Location identification entries
════════

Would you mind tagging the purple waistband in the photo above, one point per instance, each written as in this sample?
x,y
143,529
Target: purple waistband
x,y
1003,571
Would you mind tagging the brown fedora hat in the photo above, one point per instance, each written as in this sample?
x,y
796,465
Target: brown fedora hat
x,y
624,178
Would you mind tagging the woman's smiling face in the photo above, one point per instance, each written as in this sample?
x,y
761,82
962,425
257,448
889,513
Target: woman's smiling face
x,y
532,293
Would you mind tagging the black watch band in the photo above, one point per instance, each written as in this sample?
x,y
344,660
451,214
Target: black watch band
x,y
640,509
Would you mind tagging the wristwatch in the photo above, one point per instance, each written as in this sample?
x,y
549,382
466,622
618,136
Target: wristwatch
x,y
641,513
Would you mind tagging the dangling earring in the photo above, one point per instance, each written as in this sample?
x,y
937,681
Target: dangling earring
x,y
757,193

════════

- **CHALLENGE**: Could you write out all the lines of the records above again, requests included, with each answer coordinate multiplied by 2.45 and rounded to a whole number, halves rounded up? Leave the numbers in the requests and their sample points as they are.

- **EXERCISE RESULT**:
Would you mind tagging the purple waistband in the photo above, one point per instance, each written as in this sample?
x,y
143,529
Target: purple waistband
x,y
2457,1399
Would you mind tagging the brown fedora hat in the photo above, one point per instance, each written as in this sample?
x,y
796,465
Target: brown fedora hat
x,y
1529,436
Would you mind tagging the woman's smiling face in the photo above, one point per instance, each written as in this sample?
x,y
761,82
962,425
257,448
889,513
Target: woman's smiling face
x,y
1303,718
Would you mind tagging the black watch band in the photo above, one point per instance, each written as in this sample?
x,y
344,660
451,214
Target: black watch band
x,y
1568,1247
Would you mind tagging the wristwatch in the photo above, one point per instance, each written as in this sample?
x,y
549,382
466,622
618,136
Target: wristwatch
x,y
1570,1257
Would you mind tagging the dangling earring in the photo above, one point per instance, each written as in this sample?
x,y
937,681
Target: dangling earring
x,y
1855,473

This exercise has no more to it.